STATED GOAL:
Return all of the data exactly, with nothing left out but the pictures.

RECORD EXCERPTS:
* START *

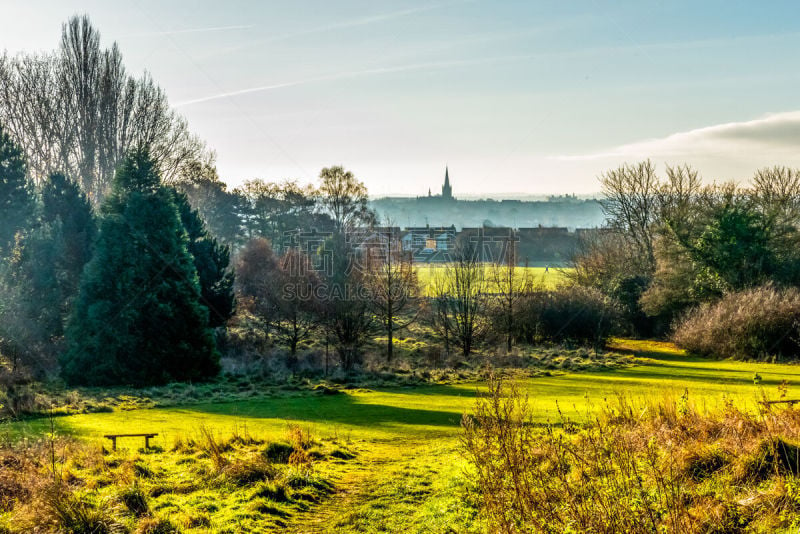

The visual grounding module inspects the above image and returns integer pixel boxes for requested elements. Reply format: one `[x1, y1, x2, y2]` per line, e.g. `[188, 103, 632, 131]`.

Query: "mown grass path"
[5, 340, 800, 533]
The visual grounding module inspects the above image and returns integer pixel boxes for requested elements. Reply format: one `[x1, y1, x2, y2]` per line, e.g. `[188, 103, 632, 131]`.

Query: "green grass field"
[5, 341, 800, 532]
[416, 263, 569, 296]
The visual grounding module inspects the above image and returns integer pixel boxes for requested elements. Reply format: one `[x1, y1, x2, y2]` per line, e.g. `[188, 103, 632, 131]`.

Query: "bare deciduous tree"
[366, 228, 419, 361]
[490, 230, 533, 351]
[0, 16, 205, 202]
[600, 160, 659, 273]
[319, 166, 375, 232]
[433, 241, 488, 356]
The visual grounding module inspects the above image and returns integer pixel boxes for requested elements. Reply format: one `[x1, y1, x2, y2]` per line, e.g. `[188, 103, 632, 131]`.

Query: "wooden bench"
[758, 399, 800, 407]
[103, 433, 158, 450]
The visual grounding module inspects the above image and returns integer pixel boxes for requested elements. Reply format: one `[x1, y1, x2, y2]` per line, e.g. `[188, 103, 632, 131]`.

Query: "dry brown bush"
[463, 379, 800, 534]
[673, 285, 800, 360]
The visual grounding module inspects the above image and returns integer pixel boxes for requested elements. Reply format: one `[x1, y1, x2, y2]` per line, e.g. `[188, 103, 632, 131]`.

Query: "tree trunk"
[386, 313, 394, 362]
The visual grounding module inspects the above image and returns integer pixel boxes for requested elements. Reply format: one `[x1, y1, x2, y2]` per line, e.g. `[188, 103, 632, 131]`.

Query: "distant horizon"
[0, 0, 800, 198]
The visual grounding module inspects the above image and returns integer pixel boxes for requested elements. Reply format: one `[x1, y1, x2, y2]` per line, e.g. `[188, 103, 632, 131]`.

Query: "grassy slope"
[9, 341, 800, 532]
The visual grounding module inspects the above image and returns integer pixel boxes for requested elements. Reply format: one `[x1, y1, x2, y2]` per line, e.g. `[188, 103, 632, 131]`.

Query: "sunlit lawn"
[9, 341, 800, 442]
[5, 340, 800, 533]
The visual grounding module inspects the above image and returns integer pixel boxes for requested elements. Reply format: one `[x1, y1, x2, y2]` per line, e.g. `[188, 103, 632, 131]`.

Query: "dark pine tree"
[0, 174, 95, 374]
[171, 189, 234, 328]
[61, 149, 219, 385]
[0, 125, 36, 257]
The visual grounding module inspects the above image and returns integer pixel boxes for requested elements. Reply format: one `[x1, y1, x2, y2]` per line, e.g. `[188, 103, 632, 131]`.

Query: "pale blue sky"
[0, 0, 800, 196]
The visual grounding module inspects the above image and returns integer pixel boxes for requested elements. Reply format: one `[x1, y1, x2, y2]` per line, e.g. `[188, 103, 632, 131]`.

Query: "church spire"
[442, 165, 453, 199]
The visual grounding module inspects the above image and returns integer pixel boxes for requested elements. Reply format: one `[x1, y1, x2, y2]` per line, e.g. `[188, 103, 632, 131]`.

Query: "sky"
[0, 0, 800, 197]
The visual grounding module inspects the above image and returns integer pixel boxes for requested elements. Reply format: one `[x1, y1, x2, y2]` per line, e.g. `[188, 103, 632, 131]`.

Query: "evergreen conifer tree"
[0, 125, 36, 257]
[167, 190, 234, 328]
[62, 149, 219, 386]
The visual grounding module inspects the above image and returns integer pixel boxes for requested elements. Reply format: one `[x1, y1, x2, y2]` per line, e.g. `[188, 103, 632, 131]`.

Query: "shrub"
[518, 286, 619, 348]
[222, 456, 277, 486]
[264, 441, 294, 464]
[673, 285, 800, 359]
[463, 380, 800, 534]
[738, 437, 800, 481]
[119, 484, 150, 517]
[45, 488, 124, 534]
[253, 482, 292, 502]
[683, 447, 730, 482]
[136, 518, 180, 534]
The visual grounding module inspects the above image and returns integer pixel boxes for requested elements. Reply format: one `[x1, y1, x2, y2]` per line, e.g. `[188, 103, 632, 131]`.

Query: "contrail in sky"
[173, 56, 535, 107]
[156, 24, 255, 35]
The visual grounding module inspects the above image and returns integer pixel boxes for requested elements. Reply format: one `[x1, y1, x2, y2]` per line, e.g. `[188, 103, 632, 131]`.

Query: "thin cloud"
[550, 111, 800, 161]
[156, 24, 255, 35]
[216, 0, 474, 53]
[174, 56, 534, 107]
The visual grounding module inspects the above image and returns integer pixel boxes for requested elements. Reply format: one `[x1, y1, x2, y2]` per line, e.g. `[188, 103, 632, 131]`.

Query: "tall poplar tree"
[0, 124, 36, 257]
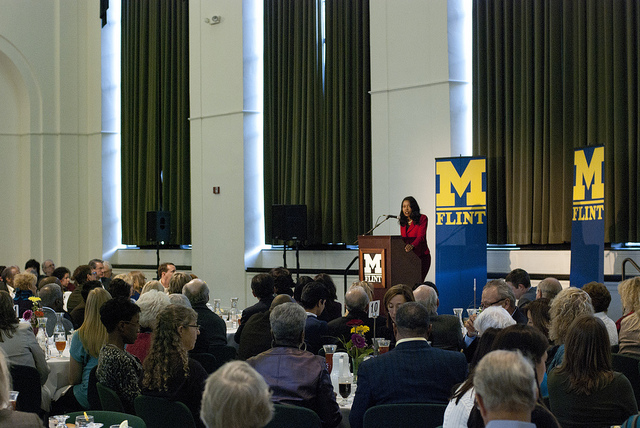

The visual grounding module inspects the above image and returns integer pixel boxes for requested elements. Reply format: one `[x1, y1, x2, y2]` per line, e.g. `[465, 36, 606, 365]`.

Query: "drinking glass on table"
[322, 345, 337, 374]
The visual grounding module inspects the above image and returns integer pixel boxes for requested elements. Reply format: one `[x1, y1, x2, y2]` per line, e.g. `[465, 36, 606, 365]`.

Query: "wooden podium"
[358, 235, 422, 306]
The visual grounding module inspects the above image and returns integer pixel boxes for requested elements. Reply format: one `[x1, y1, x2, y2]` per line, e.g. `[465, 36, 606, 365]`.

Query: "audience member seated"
[96, 296, 142, 414]
[349, 302, 467, 428]
[474, 351, 542, 428]
[13, 273, 37, 317]
[38, 284, 73, 336]
[238, 294, 293, 360]
[327, 286, 382, 345]
[413, 284, 462, 351]
[547, 287, 593, 373]
[125, 285, 170, 362]
[233, 273, 276, 343]
[167, 272, 192, 294]
[51, 287, 111, 415]
[69, 280, 102, 328]
[467, 324, 560, 428]
[504, 268, 536, 308]
[616, 276, 640, 357]
[300, 281, 331, 354]
[200, 361, 273, 428]
[0, 350, 44, 428]
[536, 277, 562, 301]
[0, 290, 49, 385]
[378, 284, 415, 349]
[247, 303, 342, 428]
[269, 267, 295, 296]
[67, 265, 94, 313]
[582, 281, 616, 346]
[549, 315, 638, 428]
[182, 280, 227, 353]
[142, 305, 207, 427]
[313, 273, 342, 322]
[52, 266, 73, 292]
[463, 305, 516, 362]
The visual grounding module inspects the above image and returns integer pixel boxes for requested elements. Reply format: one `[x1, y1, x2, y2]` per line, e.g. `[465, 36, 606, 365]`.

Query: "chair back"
[363, 403, 447, 428]
[264, 404, 322, 428]
[67, 410, 148, 428]
[133, 395, 196, 428]
[189, 352, 220, 374]
[96, 382, 125, 413]
[9, 365, 42, 414]
[209, 345, 238, 371]
[611, 354, 640, 406]
[87, 365, 103, 410]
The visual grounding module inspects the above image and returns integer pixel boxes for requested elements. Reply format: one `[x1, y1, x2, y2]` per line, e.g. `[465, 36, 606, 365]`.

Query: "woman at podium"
[398, 196, 431, 281]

* END *

TASK RESULT:
The visual grounding module inspects the above image and returns integer pixel boxes for requested elements. Reply format: one `[x1, y1, x2, y2]` per line, e.g. `[188, 103, 632, 131]`.

Query: "mown grass path"
[5, 340, 800, 533]
The visual grounding module inspects the above image and returns integer pixel boxes for requested elements. Reply format: one `[x1, y1, x2, y2]` per line, e.g. `[188, 103, 632, 131]`.

Query: "green grass field"
[5, 341, 800, 532]
[416, 263, 569, 296]
The visual grounding module inspects the above image and returns integer pixel boxes for requested elements. Reply format: one `[x1, y1, x2, y2]` per line, e.g. `[188, 103, 632, 131]`.

Query: "bare deciduous tree"
[366, 228, 419, 361]
[490, 230, 533, 351]
[0, 16, 205, 202]
[600, 160, 659, 273]
[319, 166, 375, 232]
[433, 241, 488, 356]
The visual grounding module inspects the above image and returns integer pixel boxes for requested elements. Reply format: one `[x1, y1, x2, y2]` per line, e.g. `[188, 103, 632, 131]`.

Query: "wooden bench"
[758, 399, 800, 407]
[103, 433, 158, 450]
The visual grounding module inspects the above image and returns integer pixel boxes for requested elements. Reply format: one `[x1, y1, x2, y2]` per line, e.g. `[188, 103, 632, 131]`.

Query: "dry brown bush"
[463, 379, 800, 534]
[673, 285, 800, 360]
The visual grounding module inspects the above image and returns integer pixel boxes for requested elements. Reply format: one `[x1, y1, x2, y2]` per line, e.g. `[188, 103, 632, 131]`.

Query: "tree trunk"
[386, 313, 394, 362]
The visual grounding module inspects the above image and returns integer pixel boxes for requested elements. Reply format: one `[x1, y1, x2, y2]` per line, e.g. `[188, 103, 632, 131]`.

Query: "distant horizon"
[0, 0, 800, 198]
The visual grounding module inspects the above image and returns integer pixel boxes for requested elements. Reply format: one `[x1, y1, x2, y2]` per line, e.g. `[188, 103, 632, 131]`.

Query: "grassy slope"
[9, 341, 800, 532]
The visual grounding module inspects the above image and returns integer pixel boxes for requested elements. Reply format: one `[x1, y1, x2, y2]` per line, e.g. `[188, 103, 632, 131]`.

Query: "sunlit lawn"
[9, 341, 800, 442]
[5, 340, 800, 533]
The visual grounding module inspects the above image and returns integer pixel boxes for requested elements. Reply format: one `[x1, y1, x2, y2]` per line, e.g. `[188, 103, 632, 131]`.

Query: "dark pine tree"
[0, 174, 95, 374]
[171, 189, 234, 328]
[61, 149, 219, 385]
[0, 125, 36, 257]
The visual grounding module inspects the above image and returns integer pixel boxes for requested elements. Reply format: one `[x1, y1, x2, y2]` per line, e.g. `[188, 103, 632, 131]`.

Query: "pale blue sky"
[0, 0, 800, 196]
The visual grounding module inspects the above image and returns integer pixel boxes for requested elements. Reply format: one `[x1, y1, x2, y2]` per line, e.g. `[188, 103, 632, 131]`.

Query: "church spire"
[442, 165, 453, 199]
The visual grounding module inspects the above image and returns integer pixel boxes for requested elements. Reply format: one `[x1, y1, x2, y2]` per line, e.g. `[188, 103, 632, 131]`.

Query: "sky"
[0, 0, 800, 197]
The visual grounding module inspects the above image and returns integer pixel boxes for requested elements. Reply format: one `[x1, y1, x2, y2]` per line, e.g. `[188, 103, 632, 131]`.

Query: "evergreen conifer tree"
[0, 125, 36, 257]
[167, 190, 234, 328]
[62, 149, 219, 386]
The visual grounding module inspects the above image and returns integer pixel boxes for requested elements. Reply format: one `[x1, y1, x2, y2]` per line, e.g. `[188, 103, 632, 131]`.

Query: "shrub"
[518, 286, 619, 348]
[222, 456, 277, 486]
[264, 441, 294, 464]
[673, 285, 800, 359]
[463, 380, 800, 534]
[738, 437, 800, 481]
[119, 484, 150, 517]
[45, 488, 124, 534]
[253, 482, 292, 502]
[683, 447, 730, 482]
[136, 518, 180, 534]
The visual grounding module inspects the above image and returns integer pixel boxes for requested elements. Reply format: one `[x1, y1, x2, y2]` per line, e.g. `[188, 103, 632, 131]`.

Query: "contrail in sky"
[173, 56, 535, 107]
[156, 24, 255, 35]
The visual grounding module inspects the above image and returns integer pixel boxes for requested elements. Reply format: one `[x1, y1, x2, y2]` per line, e.g. `[188, 103, 632, 131]`.

Query: "thin cloud"
[550, 111, 800, 161]
[156, 24, 255, 35]
[216, 0, 474, 53]
[174, 56, 534, 107]
The visual grounding module inspects the above image and returns integer pixel boxes for requested elements. Reply format: one `[x1, y1, x2, y2]` per line, e.g. `[188, 103, 632, 131]`.

Query: "tall poplar tree"
[0, 124, 36, 257]

The visual grounding module inspects the above image and returns integer pixel boxes for requested elements. Reply format: one `[x1, y1, x2, y2]` per line, e.g. `[465, 36, 606, 365]`.

Query: "drinking glass on table"
[322, 345, 337, 374]
The visual grounding module inspects the above image and returns integer pixel boxes for requested elements. Reply format: one `[x1, y1, x2, y2]` per line, e.g. `[465, 36, 606, 365]`.

Query: "wooden podium"
[358, 235, 422, 306]
The visual grounding module inspects the above image and returns integer pixel boxes for requested elements. Reply format: one `[x1, y1, x2, y2]` per line, e.g. `[465, 36, 606, 365]`.

Query: "audience member seated"
[96, 296, 142, 414]
[349, 302, 467, 428]
[474, 351, 542, 428]
[13, 273, 37, 317]
[38, 284, 73, 336]
[238, 294, 293, 360]
[327, 286, 382, 345]
[413, 284, 462, 351]
[547, 287, 593, 373]
[125, 285, 170, 362]
[233, 273, 276, 343]
[167, 272, 192, 294]
[51, 287, 111, 415]
[69, 280, 102, 328]
[467, 324, 560, 428]
[504, 268, 536, 308]
[616, 276, 640, 357]
[300, 281, 331, 354]
[200, 361, 273, 428]
[0, 350, 44, 428]
[536, 277, 562, 301]
[0, 290, 49, 385]
[378, 284, 415, 349]
[247, 303, 342, 428]
[269, 267, 295, 296]
[67, 265, 94, 313]
[582, 281, 616, 346]
[549, 315, 638, 428]
[182, 280, 227, 353]
[142, 305, 207, 427]
[313, 273, 342, 322]
[52, 266, 73, 292]
[463, 305, 516, 362]
The visual grounding module inspects the above image and returns integer pixel boxes for requested elements. Reply format: one `[x1, y1, x2, y2]` per line, e.g. `[465, 36, 606, 365]`.

Query: "chair back"
[363, 403, 447, 428]
[264, 404, 322, 428]
[67, 410, 148, 428]
[133, 395, 196, 428]
[189, 352, 220, 374]
[96, 382, 125, 413]
[9, 365, 42, 414]
[209, 345, 238, 371]
[611, 354, 640, 406]
[87, 365, 103, 410]
The visual grounding module inspects the above image and returns integer pixel boxes for requested elements. Reply format: one `[x1, y1, x2, y2]` per line, e.g. `[465, 36, 606, 365]`.

Query: "woman at podium"
[398, 196, 431, 281]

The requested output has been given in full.